--- Start RECORDS TO USE ---
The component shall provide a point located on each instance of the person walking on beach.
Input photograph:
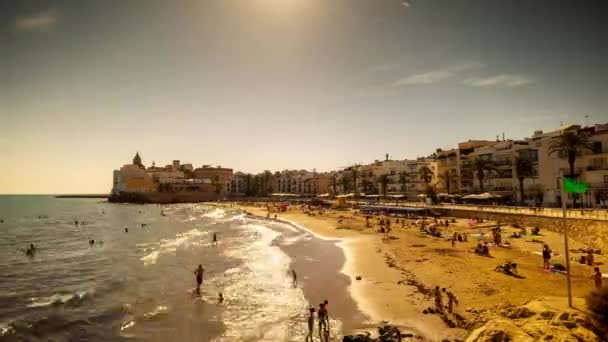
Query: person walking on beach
(294, 278)
(325, 305)
(199, 272)
(546, 257)
(597, 277)
(438, 304)
(322, 322)
(311, 324)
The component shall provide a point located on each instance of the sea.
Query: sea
(136, 281)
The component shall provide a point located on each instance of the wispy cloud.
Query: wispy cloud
(383, 67)
(41, 21)
(504, 80)
(434, 76)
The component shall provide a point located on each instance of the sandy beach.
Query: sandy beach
(398, 274)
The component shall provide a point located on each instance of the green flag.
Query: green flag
(575, 186)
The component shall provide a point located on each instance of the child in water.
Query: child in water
(311, 324)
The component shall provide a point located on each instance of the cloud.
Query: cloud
(383, 67)
(438, 75)
(504, 80)
(38, 22)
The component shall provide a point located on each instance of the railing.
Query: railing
(590, 214)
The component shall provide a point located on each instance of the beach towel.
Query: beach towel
(552, 270)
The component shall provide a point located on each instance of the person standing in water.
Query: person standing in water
(199, 272)
(597, 277)
(294, 278)
(311, 325)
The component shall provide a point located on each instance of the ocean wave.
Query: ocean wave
(158, 311)
(21, 329)
(216, 213)
(59, 299)
(150, 259)
(167, 246)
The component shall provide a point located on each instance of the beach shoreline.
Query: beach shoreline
(379, 284)
(393, 278)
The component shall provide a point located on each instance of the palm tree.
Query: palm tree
(570, 144)
(345, 183)
(404, 178)
(333, 181)
(354, 173)
(480, 166)
(217, 184)
(426, 175)
(266, 182)
(448, 179)
(383, 181)
(523, 168)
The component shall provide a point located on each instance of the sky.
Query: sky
(283, 84)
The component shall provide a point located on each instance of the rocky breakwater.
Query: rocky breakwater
(533, 321)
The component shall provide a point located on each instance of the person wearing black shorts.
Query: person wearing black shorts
(199, 272)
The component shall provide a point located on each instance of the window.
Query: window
(531, 155)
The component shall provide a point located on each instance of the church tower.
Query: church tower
(137, 160)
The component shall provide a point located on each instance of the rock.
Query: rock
(517, 312)
(584, 335)
(499, 330)
(548, 314)
(570, 324)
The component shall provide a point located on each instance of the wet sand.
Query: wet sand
(382, 296)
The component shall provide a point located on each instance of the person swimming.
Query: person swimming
(199, 272)
(30, 251)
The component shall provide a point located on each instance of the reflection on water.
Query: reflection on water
(138, 284)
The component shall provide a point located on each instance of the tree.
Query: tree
(354, 173)
(217, 184)
(431, 192)
(333, 182)
(426, 175)
(480, 167)
(265, 181)
(523, 168)
(570, 144)
(404, 178)
(383, 181)
(448, 178)
(345, 182)
(602, 195)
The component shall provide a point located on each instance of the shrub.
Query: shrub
(597, 303)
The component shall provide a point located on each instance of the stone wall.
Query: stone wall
(164, 197)
(593, 233)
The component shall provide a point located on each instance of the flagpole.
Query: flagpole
(565, 223)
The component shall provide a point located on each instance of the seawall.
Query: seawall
(594, 233)
(164, 197)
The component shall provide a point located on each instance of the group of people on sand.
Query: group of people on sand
(323, 322)
(450, 296)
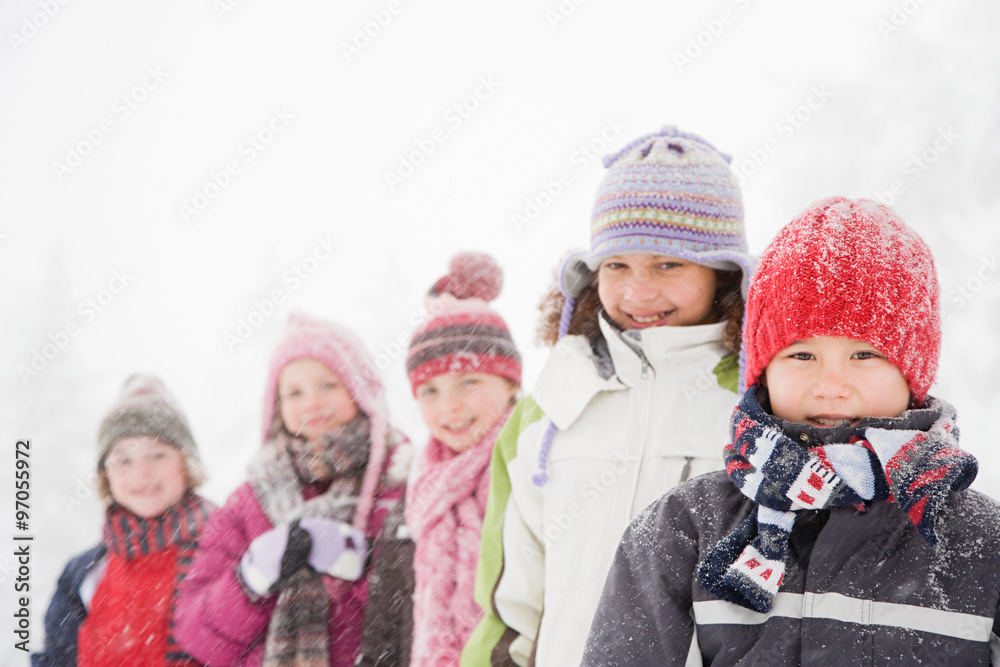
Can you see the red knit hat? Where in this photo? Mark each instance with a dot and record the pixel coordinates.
(851, 269)
(464, 335)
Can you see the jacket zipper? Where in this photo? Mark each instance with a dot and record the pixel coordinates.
(643, 433)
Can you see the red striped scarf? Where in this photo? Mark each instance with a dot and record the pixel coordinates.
(129, 536)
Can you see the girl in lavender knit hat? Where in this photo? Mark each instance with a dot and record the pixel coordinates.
(305, 564)
(646, 328)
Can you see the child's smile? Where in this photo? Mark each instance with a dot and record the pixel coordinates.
(642, 291)
(312, 399)
(146, 476)
(460, 408)
(831, 381)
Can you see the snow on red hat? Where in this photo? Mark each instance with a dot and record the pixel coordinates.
(463, 334)
(848, 269)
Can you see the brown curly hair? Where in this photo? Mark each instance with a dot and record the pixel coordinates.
(728, 307)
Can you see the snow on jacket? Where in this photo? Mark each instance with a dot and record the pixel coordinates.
(219, 623)
(859, 588)
(624, 438)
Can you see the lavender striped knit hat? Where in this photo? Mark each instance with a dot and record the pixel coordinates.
(668, 193)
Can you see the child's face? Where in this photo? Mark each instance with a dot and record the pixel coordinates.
(313, 400)
(641, 291)
(459, 408)
(826, 381)
(145, 475)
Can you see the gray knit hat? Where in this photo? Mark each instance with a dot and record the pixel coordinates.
(147, 408)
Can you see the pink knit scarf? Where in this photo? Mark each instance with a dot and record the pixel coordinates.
(445, 511)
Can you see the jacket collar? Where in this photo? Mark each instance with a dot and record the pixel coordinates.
(656, 345)
(570, 378)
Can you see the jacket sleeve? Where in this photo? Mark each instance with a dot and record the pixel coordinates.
(216, 621)
(66, 613)
(510, 576)
(645, 613)
(388, 629)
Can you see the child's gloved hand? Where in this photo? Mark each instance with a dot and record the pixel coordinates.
(338, 549)
(275, 556)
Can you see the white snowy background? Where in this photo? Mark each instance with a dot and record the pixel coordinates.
(115, 115)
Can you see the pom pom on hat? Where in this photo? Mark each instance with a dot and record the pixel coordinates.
(463, 334)
(147, 408)
(851, 269)
(471, 275)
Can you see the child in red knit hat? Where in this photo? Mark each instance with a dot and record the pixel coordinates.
(304, 565)
(115, 604)
(842, 531)
(465, 373)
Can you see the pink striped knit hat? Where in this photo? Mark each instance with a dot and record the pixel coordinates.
(463, 334)
(344, 354)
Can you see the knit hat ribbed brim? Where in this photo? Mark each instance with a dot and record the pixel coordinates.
(463, 334)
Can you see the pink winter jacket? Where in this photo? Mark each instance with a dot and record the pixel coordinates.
(216, 620)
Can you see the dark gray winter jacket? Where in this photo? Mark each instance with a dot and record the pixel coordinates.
(859, 589)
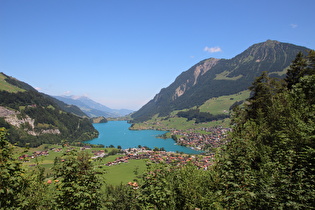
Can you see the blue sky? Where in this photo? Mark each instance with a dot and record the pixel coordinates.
(122, 52)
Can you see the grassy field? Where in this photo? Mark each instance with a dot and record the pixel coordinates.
(124, 172)
(219, 105)
(116, 174)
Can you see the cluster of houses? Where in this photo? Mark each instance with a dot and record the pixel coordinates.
(214, 137)
(202, 162)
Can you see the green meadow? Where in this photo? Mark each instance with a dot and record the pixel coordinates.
(114, 175)
(219, 105)
(7, 86)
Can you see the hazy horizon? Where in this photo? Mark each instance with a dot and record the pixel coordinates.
--- End RECORDS TO USE ---
_TASK_
Repeat each entry precisely as it appears. Leave the pictures out.

_RESPONSE BELOW_
The component shall provide a point located on each instance of the person walking on beach.
Input photograph:
Query: person walking on beach
(294, 278)
(325, 305)
(199, 272)
(546, 257)
(597, 277)
(438, 304)
(322, 322)
(311, 324)
The component shall provide a point located on each instance of the sea.
Query: sea
(136, 281)
The component shall provide a point located on each instance of the wispy cloud.
Query: wispy cloud
(383, 67)
(41, 21)
(504, 80)
(434, 76)
The component shall provide a point located on each instance of the sandy beach.
Query: sandy beach
(398, 274)
The component shall provide a point located on each instance of the green flag.
Query: green flag
(575, 186)
The component shall provide a point located on each instance of the child in water.
Query: child in water
(311, 324)
The component shall provide a point located on each instance of the cloud.
Query: cloud
(383, 67)
(438, 75)
(504, 80)
(38, 22)
The component shall provide a point located on each instance of the railing.
Query: railing
(590, 214)
The component shall provide a point located on each instance of the beach towel.
Query: beach towel
(552, 270)
The component shall provide a point located on each instance of the person standing in water.
Query: person standing in water
(199, 272)
(597, 277)
(294, 278)
(311, 325)
The component shall provide a point located on each instance of the ocean wave.
Query: ocean wave
(158, 311)
(21, 329)
(216, 213)
(59, 299)
(150, 259)
(167, 246)
The component shall provide a point located on each instance of the beach shoreline.
Query: beach shoreline
(379, 284)
(393, 278)
The component shall provide a point located on each instance of the palm tree.
Query: palm tree
(570, 144)
(345, 183)
(404, 178)
(333, 181)
(354, 173)
(480, 166)
(217, 184)
(426, 175)
(266, 182)
(448, 179)
(383, 181)
(523, 168)
The component shall provide a point located on each instance of the sky.
Query: sky
(283, 84)
The component shall provide a point located on each instance of the rocky breakwater.
Query: rocky breakwater
(533, 321)
The component shall provide a point located on each instance of the person wearing black shorts.
Query: person wearing black shorts
(199, 272)
The component shall provide a point located on each instance of the window.
Query: window
(531, 155)
The component shall provide a point located on each instance of the church tower.
Query: church tower
(137, 160)
The component shall provide a point located on each instance of the rock.
Query: rock
(517, 312)
(584, 335)
(499, 330)
(548, 314)
(570, 324)
The component shall provide a point located on each instance of the wet sand.
Query: wet sand
(382, 296)
The component shall provide a point located on each instance of the person swimming.
Query: person swimming
(199, 272)
(30, 251)
The component shall provide a point located on each instance of the reflection on water.
Query: reflection on water
(138, 284)
The component shall provide a point located on each instance of the tree.
Query: tree
(354, 173)
(217, 184)
(431, 192)
(333, 182)
(426, 175)
(480, 167)
(265, 181)
(523, 168)
(570, 144)
(404, 178)
(383, 181)
(448, 178)
(345, 182)
(602, 195)
The component shall provide a point located on each instance of the shrub.
Query: shrub
(597, 303)
The component shall provide a point located on each instance of the stone wall.
Query: stone wall
(164, 197)
(593, 233)
The component shall provide a point located on each instance of the flagpole.
Query: flagpole
(565, 223)
The component shall provide a point located on each instance of the seawall.
Query: seawall
(594, 233)
(164, 197)
The component shall provide a point located on each instance of the group of people on sand.
Query: group of people on sand
(323, 322)
(450, 296)
Can you see the red knit hat? Where in this photo? Mark each instance with a dot and record the pixel coordinates.
(851, 269)
(464, 335)
Can you see the jacket zipper? Where in this photo? Mark each instance with a dot and record the pixel coordinates.
(643, 433)
Can you see the red striped scarf? Where in this photo? Mark each instance with a dot and record the pixel coordinates.
(129, 536)
Can you see the girl in lavender knit hat? Where in this photo? Mark each instance with a dot and record the pixel coordinates.
(305, 564)
(646, 328)
Can you see the child's smile? Where in this photo? Mark each instance with a dot and record the pixel coordinates.
(642, 291)
(312, 399)
(146, 476)
(460, 408)
(831, 381)
Can you see the snow on red hat? Where in this photo? Mark each instance with a dot and record the pixel coordinates.
(463, 334)
(848, 269)
Can you see the brown curly hair? Where in this photo? Mark each instance with a dot and record the pixel coordinates.
(728, 307)
Can you see the snow on jacket? Where in this photo? Mark each instance with a dot and record the pixel coordinates.
(219, 623)
(859, 588)
(624, 438)
Can you see the lavender striped knit hat? Where in this photo? Mark each instance with a dot and record the pixel coordinates.
(668, 193)
Can you see the child's face? Where in this photo? Mark each instance with a dot and record the pixel coordinates.
(313, 400)
(641, 291)
(459, 408)
(826, 381)
(145, 475)
Can you see the gray knit hat? Where in this photo? Mark each instance with a dot and record the pixel coordinates.
(147, 408)
Can you see the pink knit scarf? Where in this photo? Mark each instance with a dot and record the pixel coordinates.
(445, 511)
Can you see the jacket collar? Where in this photo? Mark each instance with a dot and record the pixel coordinates.
(656, 345)
(570, 378)
Can you see the jacket sleeve? Where in this photo? Mark each instance with a dot and record the pixel coordinates.
(216, 621)
(66, 613)
(510, 576)
(645, 613)
(388, 629)
Can you see the child's gloved hand? Where in this photo? Mark each instance with a dot and record the pixel coordinates.
(338, 549)
(275, 556)
Can you see the white snowy background? Where in this photo? Mark each instance with a dot and record the pixel coordinates.
(115, 115)
Can you see the pom pom on hat? Where in this photo? Mark each instance with a dot and record the pixel coordinates.
(463, 334)
(147, 408)
(851, 269)
(471, 275)
Can you see the child in red knit hat? Where in this photo? Mark each instance with a dot and record the pixel coordinates.
(304, 565)
(115, 604)
(842, 531)
(465, 373)
Can you see the pink striped knit hat? Where in this photo? Mark each instance with a dot and record the pixel coordinates.
(463, 334)
(344, 354)
Can you see the knit hat ribbed brim? Where in this photo? Mark each instance with a dot and record the pixel coordinates.
(463, 334)
Can you see the pink winter jacket? Where in this photo? Mark each instance with a dot and record the pixel coordinates.
(216, 620)
Can you see the dark gray winter jacket? Where in this photo? Mark each instance with a dot and record the pixel coordinates.
(859, 589)
Can you see the blue sky? Where in this photo? Mark each instance with a dot and record the pixel coordinates.
(122, 52)
Can you see the grassy field? Where in this photo? Mark each instance with a dot and record the pixel coordinates.
(124, 172)
(219, 105)
(116, 174)
Can you see the cluster of houses? Where in this photo? Mark each instance with a dot and record the pixel coordinates.
(214, 137)
(202, 162)
Can you see the green meadow? Where in this photo? Mark each instance with a dot and record the pixel coordinates.
(114, 175)
(219, 105)
(7, 86)
Can you see the hazy horizon? Where in this photo? Mark each instance with a dot and record the pixel coordinates.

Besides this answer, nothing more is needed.